ITEMS:
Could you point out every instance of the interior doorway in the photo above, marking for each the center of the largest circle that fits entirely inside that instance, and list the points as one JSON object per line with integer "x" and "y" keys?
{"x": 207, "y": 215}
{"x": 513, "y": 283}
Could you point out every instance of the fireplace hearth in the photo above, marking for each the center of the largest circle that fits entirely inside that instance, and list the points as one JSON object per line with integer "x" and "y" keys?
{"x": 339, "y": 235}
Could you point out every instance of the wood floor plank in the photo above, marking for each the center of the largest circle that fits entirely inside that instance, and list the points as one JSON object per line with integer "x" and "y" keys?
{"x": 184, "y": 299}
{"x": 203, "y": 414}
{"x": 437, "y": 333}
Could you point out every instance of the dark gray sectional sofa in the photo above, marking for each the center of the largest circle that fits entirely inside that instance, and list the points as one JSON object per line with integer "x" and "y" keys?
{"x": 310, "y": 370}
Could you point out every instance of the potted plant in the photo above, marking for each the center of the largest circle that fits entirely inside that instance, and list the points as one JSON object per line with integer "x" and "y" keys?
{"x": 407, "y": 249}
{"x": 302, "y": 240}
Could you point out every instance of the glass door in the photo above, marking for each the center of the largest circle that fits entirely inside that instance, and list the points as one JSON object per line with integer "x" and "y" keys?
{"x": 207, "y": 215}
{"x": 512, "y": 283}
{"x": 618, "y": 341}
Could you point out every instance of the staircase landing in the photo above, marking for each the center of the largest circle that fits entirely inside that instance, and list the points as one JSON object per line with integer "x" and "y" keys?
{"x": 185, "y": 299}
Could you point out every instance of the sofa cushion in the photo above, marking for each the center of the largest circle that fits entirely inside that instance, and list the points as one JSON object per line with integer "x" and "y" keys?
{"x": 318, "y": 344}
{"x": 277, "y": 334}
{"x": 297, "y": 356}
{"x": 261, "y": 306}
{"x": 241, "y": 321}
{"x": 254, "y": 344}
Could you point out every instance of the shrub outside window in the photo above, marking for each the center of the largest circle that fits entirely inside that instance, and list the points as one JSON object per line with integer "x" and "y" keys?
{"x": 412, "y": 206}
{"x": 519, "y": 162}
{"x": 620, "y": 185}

DO THIS:
Starting at the line that has "Could you point out every instance of the sofa" and continuing through the end of the records, reproduce only those lines with "sofa cushion" replaced by "couch cushion". Leave everything else in them unchanged.

IN RESPONSE:
Could you point out every instance of the couch cushion in the photo above, marking for each the center of the largest circle that fits entirely inside that instance, and list the points as one JSON object per line with integer "x" and "y" keys?
{"x": 318, "y": 344}
{"x": 277, "y": 334}
{"x": 297, "y": 356}
{"x": 261, "y": 306}
{"x": 241, "y": 321}
{"x": 254, "y": 344}
Could you point out every instance of the shrub outside window in the photo above, marking for each the center of the largest circle that fits entirely inside that instance, and list the points as one JSON object per line with integer "x" and "y" keys?
{"x": 412, "y": 206}
{"x": 519, "y": 162}
{"x": 620, "y": 185}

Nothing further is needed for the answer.